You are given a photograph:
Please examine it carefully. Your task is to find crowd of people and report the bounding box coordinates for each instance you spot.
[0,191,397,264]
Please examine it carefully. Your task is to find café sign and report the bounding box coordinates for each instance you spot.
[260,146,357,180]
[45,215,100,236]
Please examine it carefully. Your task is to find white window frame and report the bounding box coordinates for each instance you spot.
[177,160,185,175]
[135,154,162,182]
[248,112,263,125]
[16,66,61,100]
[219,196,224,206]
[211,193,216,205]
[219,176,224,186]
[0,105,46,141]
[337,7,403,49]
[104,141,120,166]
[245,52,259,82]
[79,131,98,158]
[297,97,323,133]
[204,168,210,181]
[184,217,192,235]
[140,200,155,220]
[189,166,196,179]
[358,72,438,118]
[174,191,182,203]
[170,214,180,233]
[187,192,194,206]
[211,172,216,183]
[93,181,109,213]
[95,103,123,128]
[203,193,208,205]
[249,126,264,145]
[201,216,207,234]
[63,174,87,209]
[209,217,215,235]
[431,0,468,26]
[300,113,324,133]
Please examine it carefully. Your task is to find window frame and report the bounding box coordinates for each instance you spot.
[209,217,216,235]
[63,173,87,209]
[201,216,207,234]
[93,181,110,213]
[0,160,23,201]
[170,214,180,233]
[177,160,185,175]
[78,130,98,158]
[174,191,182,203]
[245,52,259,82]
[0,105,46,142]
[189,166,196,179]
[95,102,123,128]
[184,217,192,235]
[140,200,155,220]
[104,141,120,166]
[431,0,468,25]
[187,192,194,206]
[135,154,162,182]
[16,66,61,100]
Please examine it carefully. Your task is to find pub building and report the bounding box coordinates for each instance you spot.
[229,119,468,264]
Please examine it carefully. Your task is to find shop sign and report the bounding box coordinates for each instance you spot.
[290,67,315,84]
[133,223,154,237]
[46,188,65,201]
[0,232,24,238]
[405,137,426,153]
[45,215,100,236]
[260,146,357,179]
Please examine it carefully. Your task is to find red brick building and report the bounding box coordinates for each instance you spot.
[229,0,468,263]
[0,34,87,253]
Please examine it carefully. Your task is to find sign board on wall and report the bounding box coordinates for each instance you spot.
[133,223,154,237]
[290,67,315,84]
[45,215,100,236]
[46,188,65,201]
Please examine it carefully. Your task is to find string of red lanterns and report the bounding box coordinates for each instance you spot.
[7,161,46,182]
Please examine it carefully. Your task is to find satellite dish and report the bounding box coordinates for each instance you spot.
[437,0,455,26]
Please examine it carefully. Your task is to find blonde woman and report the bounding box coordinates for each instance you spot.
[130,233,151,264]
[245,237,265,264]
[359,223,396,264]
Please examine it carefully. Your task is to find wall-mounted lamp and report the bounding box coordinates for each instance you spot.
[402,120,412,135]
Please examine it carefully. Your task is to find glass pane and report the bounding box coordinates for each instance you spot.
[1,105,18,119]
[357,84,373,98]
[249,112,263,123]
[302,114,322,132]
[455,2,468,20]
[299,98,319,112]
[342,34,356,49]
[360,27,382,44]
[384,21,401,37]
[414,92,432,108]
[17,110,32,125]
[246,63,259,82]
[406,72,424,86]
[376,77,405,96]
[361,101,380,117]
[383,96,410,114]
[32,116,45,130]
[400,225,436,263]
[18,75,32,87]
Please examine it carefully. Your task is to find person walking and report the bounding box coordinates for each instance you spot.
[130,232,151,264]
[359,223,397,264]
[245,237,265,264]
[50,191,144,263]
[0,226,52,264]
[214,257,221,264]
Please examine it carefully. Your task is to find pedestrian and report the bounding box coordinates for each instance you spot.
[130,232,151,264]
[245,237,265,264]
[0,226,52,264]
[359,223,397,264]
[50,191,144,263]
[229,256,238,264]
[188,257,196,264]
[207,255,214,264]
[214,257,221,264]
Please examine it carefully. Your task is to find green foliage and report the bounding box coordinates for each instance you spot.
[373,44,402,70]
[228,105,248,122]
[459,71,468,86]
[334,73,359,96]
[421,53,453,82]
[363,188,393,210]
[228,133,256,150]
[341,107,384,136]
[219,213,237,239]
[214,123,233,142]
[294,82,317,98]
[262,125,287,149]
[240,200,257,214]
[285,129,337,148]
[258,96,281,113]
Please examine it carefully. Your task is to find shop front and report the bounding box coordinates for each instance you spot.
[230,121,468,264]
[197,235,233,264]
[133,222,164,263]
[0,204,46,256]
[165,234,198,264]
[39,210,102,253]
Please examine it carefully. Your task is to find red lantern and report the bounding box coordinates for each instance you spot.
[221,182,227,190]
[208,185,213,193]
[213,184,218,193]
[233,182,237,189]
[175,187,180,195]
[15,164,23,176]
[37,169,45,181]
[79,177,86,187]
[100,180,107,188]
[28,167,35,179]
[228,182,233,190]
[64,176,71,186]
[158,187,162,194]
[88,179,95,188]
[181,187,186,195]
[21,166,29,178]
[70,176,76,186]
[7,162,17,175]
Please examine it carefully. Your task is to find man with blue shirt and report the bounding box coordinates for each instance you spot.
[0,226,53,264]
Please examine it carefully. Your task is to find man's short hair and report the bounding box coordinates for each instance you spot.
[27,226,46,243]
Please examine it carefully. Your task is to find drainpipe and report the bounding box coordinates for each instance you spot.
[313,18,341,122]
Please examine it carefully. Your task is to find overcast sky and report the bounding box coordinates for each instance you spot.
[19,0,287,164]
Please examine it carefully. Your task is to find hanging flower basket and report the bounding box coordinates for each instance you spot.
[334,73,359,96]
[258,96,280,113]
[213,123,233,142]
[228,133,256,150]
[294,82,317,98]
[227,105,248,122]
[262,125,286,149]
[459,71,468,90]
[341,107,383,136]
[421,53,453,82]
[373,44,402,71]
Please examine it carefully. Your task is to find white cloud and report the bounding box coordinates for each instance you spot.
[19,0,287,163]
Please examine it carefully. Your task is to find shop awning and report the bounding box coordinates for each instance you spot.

- - -

THE PROBLEM
Repeat back the listing above exactly, including every line.

TASK SOLUTION
You are given a photograph:
Please examine it carefully. Your task is to find crowd of people and report the bounding box coordinates for each instance you spot.
[0,191,397,264]
Please examine it carefully. Your task is to find café sign and report the bounding box coordinates for each instance you spot.
[260,146,357,180]
[45,215,100,236]
Please examine it carefully. Your task is to find white window frame and report the bounding box coordinates for each instance you spot.
[177,160,185,175]
[135,154,162,182]
[248,112,263,125]
[16,66,61,100]
[219,196,224,206]
[211,193,216,205]
[219,176,224,186]
[0,105,46,141]
[337,7,403,49]
[104,141,120,166]
[245,52,259,82]
[79,131,98,158]
[297,97,323,133]
[204,168,210,181]
[184,217,192,235]
[140,200,155,220]
[189,166,196,179]
[358,72,438,118]
[174,191,182,203]
[170,214,180,233]
[187,192,194,206]
[211,172,216,183]
[93,181,109,213]
[95,103,123,128]
[203,193,208,205]
[249,126,264,145]
[201,216,207,234]
[63,174,87,209]
[209,217,215,235]
[431,0,468,26]
[300,113,324,133]
Please examine it carefully. Your task is to find window frame and report the bounding box coordinates for each instance you spot.
[209,217,216,235]
[63,173,87,209]
[201,216,207,234]
[93,181,110,213]
[0,160,23,201]
[170,214,180,233]
[177,160,185,175]
[78,130,98,158]
[174,191,182,203]
[245,52,259,82]
[0,105,46,142]
[189,166,196,179]
[95,102,123,128]
[184,217,192,235]
[140,200,155,220]
[104,141,120,166]
[431,0,468,25]
[187,192,194,206]
[135,154,162,182]
[16,66,61,100]
Please examine it carefully. Your task is to find pub building and report the bounding box coordinates for each instance you spot.
[229,119,468,264]
Please examine it carefully. Your task is to find shop sign and report the bounding box coordinates for each instance you spot.
[290,67,315,84]
[133,223,154,237]
[46,188,65,201]
[0,232,24,238]
[405,137,426,153]
[45,215,100,236]
[260,146,357,179]
Please examine it carefully. Your task is to find red brick building and report the bounding box coordinates for each instance you spot.
[229,0,468,263]
[0,34,87,253]
Please examine it carefully. Your task is to find sign board on wall and report the bounding box coordinates for each instance you spot.
[133,223,154,237]
[290,67,315,84]
[45,215,100,236]
[46,188,65,201]
Please examine it carefully. Your task is to find string of red lanterns and report the bounding box coordinates for each instance you spot.
[7,161,46,182]
Please examine it carefully. Your task is to find satellite dish and report the bounding box coordinates for each instance you spot.
[437,0,455,26]
Please examine it carefully. Your task is to find blonde woman and report the bounding box coordinates for each instance you spot.
[130,233,151,264]
[245,237,265,264]
[359,223,396,264]
Please examine it carefully. Your task is to find wall-mounted lamp and report the bounding box coordinates for each instance you spot.
[402,120,412,135]
Please examine it carefully. Your task is to find glass pane and report the bounding box coordinates for each instance you spot.
[1,105,18,119]
[357,84,373,98]
[249,112,263,123]
[302,114,322,132]
[455,2,468,20]
[299,98,319,112]
[342,34,356,49]
[360,27,382,44]
[384,21,401,37]
[414,92,432,108]
[17,110,32,125]
[246,63,259,82]
[406,72,424,86]
[376,77,405,96]
[361,101,380,117]
[383,96,410,114]
[32,116,45,130]
[400,225,436,263]
[18,75,32,87]
Please examine it carefully. Your task is to find person walking and report the bounding box coordinates for each instance you spot.
[130,232,151,264]
[359,223,397,264]
[245,237,265,264]
[50,191,144,263]
[0,226,52,264]
[214,257,221,264]
Please examine it carefully. Your task is to find pedestrian and report the bounding box coordinates for each instance you spot.
[130,232,151,264]
[245,237,265,264]
[0,226,52,264]
[359,223,397,264]
[50,191,144,263]
[229,256,238,264]
[188,257,196,264]
[207,255,214,264]
[214,257,221,264]
Please examine it carefully. Your task is to find green foliage and report the bounding box coordinates for each instance you spot.
[373,44,402,70]
[228,105,248,122]
[459,71,468,86]
[334,73,359,96]
[421,53,453,82]
[363,188,393,210]
[228,133,256,150]
[341,107,384,136]
[219,213,237,239]
[214,123,233,142]
[294,82,317,98]
[262,125,287,149]
[240,200,257,214]
[285,129,337,148]
[258,96,281,113]
Please examine it carefully. Your task is to find shop front and report the bounding box coordinates for each instance you spot.
[230,121,468,264]
[197,235,233,264]
[133,222,164,263]
[0,204,46,256]
[165,234,198,264]
[39,210,102,253]
Please examine it carefully. Your task is to find red lantern and report the bounding box coordinates for each instance you spot.
[221,182,227,190]
[208,185,213,193]
[213,184,218,193]
[233,182,237,189]
[175,187,180,195]
[15,164,23,176]
[37,169,45,181]
[79,177,86,187]
[100,180,107,188]
[28,167,35,179]
[228,182,233,190]
[64,176,71,186]
[158,187,162,194]
[88,179,95,188]
[181,187,186,195]
[21,166,29,178]
[70,176,76,186]
[7,162,17,175]
Please examine it carefully. Your task is to find man with blue shirt and report the bounding box coordinates for each instance you spot.
[0,226,53,264]
Please examine it carefully. Your task is to find man's short hair and report the bounding box coordinates for each instance you spot.
[27,226,46,243]
Please examine it carefully. Your task is to find drainpipe and report the bounding box coordinates for each instance you spot.
[313,18,341,122]
Please examine it carefully. Your task is to find overcast sky and report the bounding box coordinates for each instance you spot.
[19,0,287,164]
Please examine it carefully. Your task is to find hanging flower basket and report the bounding box coordinates for each instance you spot.
[334,73,359,96]
[258,96,280,113]
[213,123,233,142]
[228,133,256,150]
[294,82,317,98]
[227,105,248,122]
[262,125,286,149]
[459,71,468,90]
[341,107,383,136]
[421,53,453,82]
[373,44,402,71]
Please examine it carefully. Your task is to find white cloud and report the bounding box coordinates for each instance you spot.
[19,0,287,163]
Please examine it carefully. Your task is to find shop awning and report the bounding box coordinates for each instance you spot.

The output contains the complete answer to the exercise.